▸ DOCUMENT SECTION:
---+---

We need to follow protection protocols to the letter — keep social distance, wear masks, wash hands, be conscious of guidelines when traveling, working in the office, being in groceries., etc. EVERY SINGLE DAY. EVERY SINGLE MINUTE.
The after-shocks of ‘Peliyagoda’ continue to be felt. As of today, a total 21,468 cases have been reported in Sri Lanka. There are 15,446 recoveries (71.95% recovery rate), 96 dead (0.45% death rate) and 5,926 active cases.
The “Fish Market Cluster” seems to have settled somewhat with no major spikes observed. PCR tests have been conducted continuously in vulnerable areas and the results suggested a decline compared with the earlier stage. Altogether 150,599 PCR tests were done during the last two week at an average of 10,750 per day and the positive rate stands at 4.00%.
As of now, Colombo has the highest caseload in the second wave (8,386 cases), followed by Gampaha (5,730 cases) and Kalutara (873 cases). Cases in Colombo surpassed those in Gampaha owing to the “Fish Market Cluster”.
Several steps have been taken to control the spread in Colombo including continuous isolation, curfew and lockdowns. Analysis indicates a decline of cases. It is observed that some of the cases are coming from a few controlled sub-clusters (like police, prisons and construction sites.,etc), while other cases are from flats and/or slum areas, especially in Colombo North. PCR and antigen tests are being done in these areas.

---+---

▸ QUESTIONS ON THE MATERIAL:
(a) Reproduce word for word the part of the Sri Lanka COVID-19 update above from "Several steps have" to "in these areas.".
(b) Write the next part of the Sri Lanka COVID-19 update, picking up after its final sentence.

---+---

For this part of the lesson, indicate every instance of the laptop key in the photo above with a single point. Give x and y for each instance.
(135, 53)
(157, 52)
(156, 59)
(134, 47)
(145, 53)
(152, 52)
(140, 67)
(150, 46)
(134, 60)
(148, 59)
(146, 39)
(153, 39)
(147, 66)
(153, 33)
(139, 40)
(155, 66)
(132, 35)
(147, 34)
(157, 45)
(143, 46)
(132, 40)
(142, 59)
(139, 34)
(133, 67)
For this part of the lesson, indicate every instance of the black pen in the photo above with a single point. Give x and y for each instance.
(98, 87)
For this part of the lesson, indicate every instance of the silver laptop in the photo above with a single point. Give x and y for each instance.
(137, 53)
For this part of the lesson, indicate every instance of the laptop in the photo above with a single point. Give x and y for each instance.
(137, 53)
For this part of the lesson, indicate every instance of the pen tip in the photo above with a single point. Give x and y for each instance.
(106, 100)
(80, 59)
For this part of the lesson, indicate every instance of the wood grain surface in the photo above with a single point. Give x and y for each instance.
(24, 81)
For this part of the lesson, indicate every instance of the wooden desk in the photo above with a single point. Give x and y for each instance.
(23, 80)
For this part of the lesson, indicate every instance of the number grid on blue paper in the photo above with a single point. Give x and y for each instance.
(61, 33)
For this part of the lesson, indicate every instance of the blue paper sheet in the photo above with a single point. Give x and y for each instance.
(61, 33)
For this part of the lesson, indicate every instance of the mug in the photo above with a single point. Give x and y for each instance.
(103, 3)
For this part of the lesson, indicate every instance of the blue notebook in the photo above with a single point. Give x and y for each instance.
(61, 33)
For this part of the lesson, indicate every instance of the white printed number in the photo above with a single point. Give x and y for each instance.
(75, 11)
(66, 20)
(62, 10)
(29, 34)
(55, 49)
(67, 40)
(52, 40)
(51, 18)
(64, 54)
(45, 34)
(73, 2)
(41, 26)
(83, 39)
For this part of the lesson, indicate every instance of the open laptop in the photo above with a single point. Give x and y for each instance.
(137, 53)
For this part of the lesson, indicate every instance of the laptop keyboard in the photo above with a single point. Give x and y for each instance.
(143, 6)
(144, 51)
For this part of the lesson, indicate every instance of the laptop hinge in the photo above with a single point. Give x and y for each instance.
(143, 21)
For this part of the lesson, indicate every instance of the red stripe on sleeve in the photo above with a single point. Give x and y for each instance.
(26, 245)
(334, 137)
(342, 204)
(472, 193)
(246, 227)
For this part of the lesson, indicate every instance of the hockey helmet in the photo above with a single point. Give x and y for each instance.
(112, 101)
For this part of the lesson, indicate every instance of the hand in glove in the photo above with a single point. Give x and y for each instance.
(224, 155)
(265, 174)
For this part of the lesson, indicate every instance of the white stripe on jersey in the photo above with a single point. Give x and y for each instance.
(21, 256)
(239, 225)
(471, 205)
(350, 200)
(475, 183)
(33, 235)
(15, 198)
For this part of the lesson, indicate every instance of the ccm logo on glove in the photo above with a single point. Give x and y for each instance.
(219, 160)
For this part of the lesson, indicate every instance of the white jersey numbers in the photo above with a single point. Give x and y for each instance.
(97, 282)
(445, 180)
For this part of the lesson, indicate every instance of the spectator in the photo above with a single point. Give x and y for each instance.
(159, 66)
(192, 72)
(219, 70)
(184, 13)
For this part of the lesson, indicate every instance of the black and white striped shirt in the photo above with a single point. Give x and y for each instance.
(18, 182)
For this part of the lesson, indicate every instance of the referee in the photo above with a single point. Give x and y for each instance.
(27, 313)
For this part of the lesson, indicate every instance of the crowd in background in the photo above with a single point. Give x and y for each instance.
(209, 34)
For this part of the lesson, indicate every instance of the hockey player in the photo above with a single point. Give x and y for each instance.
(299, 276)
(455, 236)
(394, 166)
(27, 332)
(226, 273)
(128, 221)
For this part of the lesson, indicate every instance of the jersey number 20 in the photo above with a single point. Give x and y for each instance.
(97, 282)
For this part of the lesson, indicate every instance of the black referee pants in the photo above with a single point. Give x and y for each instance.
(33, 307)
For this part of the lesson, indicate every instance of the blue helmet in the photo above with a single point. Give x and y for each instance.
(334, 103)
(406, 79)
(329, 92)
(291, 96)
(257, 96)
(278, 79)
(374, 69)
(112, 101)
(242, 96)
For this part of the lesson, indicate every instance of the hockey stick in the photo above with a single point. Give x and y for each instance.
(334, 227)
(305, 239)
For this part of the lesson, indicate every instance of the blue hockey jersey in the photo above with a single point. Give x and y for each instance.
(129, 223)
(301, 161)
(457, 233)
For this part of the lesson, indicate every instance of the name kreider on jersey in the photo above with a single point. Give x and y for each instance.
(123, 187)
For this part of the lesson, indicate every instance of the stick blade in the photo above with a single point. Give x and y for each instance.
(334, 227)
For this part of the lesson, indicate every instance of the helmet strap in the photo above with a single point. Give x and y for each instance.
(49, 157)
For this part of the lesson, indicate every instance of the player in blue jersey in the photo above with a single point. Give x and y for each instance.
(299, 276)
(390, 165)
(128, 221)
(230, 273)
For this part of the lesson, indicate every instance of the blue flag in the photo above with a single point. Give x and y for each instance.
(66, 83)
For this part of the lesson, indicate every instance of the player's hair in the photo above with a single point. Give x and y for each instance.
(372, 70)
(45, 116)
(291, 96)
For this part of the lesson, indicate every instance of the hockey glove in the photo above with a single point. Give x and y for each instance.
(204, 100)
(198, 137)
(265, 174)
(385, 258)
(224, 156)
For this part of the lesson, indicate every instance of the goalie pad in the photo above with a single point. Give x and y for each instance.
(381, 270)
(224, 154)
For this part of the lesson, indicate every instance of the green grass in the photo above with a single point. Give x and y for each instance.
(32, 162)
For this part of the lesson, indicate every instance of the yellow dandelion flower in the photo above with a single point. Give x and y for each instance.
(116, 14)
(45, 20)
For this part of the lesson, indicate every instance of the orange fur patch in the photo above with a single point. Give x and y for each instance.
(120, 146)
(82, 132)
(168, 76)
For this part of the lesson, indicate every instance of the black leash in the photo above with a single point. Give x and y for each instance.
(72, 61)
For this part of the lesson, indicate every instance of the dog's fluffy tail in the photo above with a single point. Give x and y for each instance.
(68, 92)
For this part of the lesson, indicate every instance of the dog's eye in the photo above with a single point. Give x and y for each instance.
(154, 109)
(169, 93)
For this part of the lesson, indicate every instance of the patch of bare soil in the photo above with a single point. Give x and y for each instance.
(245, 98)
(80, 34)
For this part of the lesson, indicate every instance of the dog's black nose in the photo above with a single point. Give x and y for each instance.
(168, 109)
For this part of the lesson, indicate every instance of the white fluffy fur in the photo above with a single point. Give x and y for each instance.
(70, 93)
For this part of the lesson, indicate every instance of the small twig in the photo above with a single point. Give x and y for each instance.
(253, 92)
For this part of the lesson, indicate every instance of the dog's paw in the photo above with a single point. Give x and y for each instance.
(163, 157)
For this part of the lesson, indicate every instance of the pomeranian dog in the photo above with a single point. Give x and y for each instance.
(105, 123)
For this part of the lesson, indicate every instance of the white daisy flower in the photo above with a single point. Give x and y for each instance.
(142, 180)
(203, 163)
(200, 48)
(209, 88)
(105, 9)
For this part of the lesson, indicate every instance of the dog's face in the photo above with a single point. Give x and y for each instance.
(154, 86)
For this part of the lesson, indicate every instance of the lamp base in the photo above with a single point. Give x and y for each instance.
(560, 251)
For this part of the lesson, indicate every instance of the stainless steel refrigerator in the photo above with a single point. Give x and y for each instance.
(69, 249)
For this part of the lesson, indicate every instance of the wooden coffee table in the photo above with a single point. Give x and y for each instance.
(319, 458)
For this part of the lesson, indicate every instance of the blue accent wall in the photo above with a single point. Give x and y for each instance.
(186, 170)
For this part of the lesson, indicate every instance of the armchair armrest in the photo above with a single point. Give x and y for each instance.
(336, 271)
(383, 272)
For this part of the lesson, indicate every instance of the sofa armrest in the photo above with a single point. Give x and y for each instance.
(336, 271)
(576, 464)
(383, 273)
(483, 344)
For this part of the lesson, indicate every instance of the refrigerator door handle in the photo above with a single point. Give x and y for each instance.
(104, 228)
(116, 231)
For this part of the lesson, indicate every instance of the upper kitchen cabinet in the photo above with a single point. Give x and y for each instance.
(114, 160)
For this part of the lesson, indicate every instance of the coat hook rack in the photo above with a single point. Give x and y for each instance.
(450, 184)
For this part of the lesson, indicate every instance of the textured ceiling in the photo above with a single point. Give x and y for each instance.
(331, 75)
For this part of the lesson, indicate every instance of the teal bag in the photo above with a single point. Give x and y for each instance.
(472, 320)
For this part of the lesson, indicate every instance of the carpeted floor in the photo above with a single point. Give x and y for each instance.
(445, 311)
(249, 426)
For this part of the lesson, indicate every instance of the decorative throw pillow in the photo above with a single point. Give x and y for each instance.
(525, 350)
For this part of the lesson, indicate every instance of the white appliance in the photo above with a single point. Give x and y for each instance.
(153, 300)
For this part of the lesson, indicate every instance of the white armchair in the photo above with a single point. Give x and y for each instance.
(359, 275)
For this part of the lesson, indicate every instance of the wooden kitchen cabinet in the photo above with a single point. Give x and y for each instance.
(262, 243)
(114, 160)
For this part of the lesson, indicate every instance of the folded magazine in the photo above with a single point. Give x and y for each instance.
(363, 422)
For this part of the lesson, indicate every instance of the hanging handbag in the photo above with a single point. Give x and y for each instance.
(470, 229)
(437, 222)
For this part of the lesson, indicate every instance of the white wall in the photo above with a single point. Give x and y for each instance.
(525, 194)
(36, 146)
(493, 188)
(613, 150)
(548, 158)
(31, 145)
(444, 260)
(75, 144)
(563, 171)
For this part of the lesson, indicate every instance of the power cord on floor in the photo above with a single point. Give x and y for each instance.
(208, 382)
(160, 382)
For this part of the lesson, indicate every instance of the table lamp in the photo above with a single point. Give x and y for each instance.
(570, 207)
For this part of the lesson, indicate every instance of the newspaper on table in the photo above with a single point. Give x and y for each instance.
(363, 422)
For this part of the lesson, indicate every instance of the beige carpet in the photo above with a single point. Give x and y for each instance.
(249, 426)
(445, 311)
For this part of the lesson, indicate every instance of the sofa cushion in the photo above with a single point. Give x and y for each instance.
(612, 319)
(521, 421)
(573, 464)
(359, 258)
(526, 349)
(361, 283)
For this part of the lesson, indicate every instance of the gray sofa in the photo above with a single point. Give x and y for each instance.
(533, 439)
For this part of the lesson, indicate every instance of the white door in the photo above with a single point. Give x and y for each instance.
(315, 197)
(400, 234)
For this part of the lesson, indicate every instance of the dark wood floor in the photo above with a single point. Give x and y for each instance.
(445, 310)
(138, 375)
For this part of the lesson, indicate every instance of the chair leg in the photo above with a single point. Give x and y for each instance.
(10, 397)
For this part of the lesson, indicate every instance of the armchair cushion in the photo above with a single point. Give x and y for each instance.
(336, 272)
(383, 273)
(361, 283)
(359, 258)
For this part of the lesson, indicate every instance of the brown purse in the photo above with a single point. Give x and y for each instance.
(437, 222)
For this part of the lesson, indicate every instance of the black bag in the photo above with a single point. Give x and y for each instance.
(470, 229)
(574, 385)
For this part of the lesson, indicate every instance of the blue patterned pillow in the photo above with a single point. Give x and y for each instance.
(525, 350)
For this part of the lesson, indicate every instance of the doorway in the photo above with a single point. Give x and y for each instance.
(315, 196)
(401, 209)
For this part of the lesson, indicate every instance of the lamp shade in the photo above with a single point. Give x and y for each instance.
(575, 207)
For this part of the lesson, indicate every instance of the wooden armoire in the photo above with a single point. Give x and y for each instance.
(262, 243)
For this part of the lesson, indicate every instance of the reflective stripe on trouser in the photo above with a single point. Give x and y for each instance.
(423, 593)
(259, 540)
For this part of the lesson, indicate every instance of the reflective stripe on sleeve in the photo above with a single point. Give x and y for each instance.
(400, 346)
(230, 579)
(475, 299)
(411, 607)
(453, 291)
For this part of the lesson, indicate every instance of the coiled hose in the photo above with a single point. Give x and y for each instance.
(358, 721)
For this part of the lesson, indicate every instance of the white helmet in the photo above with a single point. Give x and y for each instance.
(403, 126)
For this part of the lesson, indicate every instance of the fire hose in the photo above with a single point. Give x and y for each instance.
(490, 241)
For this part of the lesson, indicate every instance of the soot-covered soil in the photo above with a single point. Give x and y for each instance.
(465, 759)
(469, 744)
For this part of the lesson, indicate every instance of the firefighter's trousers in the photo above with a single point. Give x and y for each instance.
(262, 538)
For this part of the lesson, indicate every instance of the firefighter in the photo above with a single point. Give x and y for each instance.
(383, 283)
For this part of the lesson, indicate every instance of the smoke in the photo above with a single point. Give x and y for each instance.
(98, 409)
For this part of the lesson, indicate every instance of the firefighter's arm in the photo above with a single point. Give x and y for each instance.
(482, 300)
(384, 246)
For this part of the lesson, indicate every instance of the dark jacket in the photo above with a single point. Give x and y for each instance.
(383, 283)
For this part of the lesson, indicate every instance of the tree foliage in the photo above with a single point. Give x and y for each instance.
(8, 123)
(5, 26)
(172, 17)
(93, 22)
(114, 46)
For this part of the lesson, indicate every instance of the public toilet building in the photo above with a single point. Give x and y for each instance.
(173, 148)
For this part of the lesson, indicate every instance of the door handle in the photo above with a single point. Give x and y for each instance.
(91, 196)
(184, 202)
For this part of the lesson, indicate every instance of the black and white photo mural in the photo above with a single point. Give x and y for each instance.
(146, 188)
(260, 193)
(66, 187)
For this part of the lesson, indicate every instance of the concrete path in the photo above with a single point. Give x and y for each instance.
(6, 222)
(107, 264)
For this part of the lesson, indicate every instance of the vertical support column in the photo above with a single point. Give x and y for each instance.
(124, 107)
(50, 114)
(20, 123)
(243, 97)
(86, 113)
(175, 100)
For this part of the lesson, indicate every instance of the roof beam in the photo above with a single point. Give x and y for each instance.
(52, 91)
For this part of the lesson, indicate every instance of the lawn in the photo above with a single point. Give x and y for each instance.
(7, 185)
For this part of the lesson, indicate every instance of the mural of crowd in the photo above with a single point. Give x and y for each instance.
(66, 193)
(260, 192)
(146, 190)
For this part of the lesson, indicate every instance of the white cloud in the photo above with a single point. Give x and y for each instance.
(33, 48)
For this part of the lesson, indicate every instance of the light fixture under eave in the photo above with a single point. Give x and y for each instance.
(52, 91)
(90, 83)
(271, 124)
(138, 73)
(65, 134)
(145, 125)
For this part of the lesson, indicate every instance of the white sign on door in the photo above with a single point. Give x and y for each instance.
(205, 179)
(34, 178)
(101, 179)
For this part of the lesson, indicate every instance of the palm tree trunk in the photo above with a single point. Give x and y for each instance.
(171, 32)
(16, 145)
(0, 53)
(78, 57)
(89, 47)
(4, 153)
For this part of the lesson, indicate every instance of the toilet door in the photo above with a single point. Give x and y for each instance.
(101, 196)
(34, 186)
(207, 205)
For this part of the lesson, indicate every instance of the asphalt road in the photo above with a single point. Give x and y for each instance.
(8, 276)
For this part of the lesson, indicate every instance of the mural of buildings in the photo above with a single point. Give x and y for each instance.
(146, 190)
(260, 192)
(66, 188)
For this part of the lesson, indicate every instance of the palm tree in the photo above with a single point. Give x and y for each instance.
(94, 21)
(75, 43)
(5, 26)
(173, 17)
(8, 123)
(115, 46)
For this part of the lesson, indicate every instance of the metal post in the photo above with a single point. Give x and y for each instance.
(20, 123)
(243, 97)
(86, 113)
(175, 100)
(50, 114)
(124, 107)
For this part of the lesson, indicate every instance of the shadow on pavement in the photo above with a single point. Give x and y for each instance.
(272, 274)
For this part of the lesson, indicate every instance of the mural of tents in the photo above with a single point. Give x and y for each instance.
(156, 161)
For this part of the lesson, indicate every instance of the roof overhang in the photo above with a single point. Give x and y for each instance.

---+---

▸ ANSWER LIST:
(a)
Several steps have been taken to control the spread in Colombo including continuous isolation, curfew and lockdowns. Analysis indicates a decline of cases. It is observed that some of the cases are coming from a few controlled sub-clusters (like police, prisons and construction sites.,etc), while other cases are from flats and/or slum areas, especially in Colombo North. PCR and antigen tests are being done in these areas.

(b)
Thus, thus, all slums in Colombo North, East, Central and South, all flats in Modara, Mattakkuliya, Maradana, Dematagoda and Borella are subjected to continuous testing, just as was the case with the garment factories in Katunayaka. The plan is to develop capacities to conduct 15,000 PCR tests per day.
There are second and third order effects of spill-overs of the “Peliyagoda Fish Market Cluster” in some other districts and this is evident in areas such as Bandaragama (Atalugama), Alawathugoda (Arurana), Nuwara Eliya (Maskeliya) and Puttalam (Chilaw). However, in all these cases, the origin of the virus can be traced back either to Colombo or to the Gampaha area. It is likely that Atalugama and Akurana are going to be under scrutiny for the possibility of developing into new sub-clusters. Curfew has already been imposed in both areas to prevent any outbreak.
There have been no ‘pop-ups’ from the “Minuwangoda Cluster” since November 8, 2020; the total cases from “Minuwangoda Cluster” stand at 3,059 cases, with 2,995 recoveries, 4 dead and 60 active cases. No new cases have been reported from sub-clusters connected to the “Minuwangoda Cluster” such as “Katunayake Sub-Cluster”, “Dockyard Sub-Cluster”, “Matugama Sub-Cluster” and “Kuliyapitiya Sub-Cluster”.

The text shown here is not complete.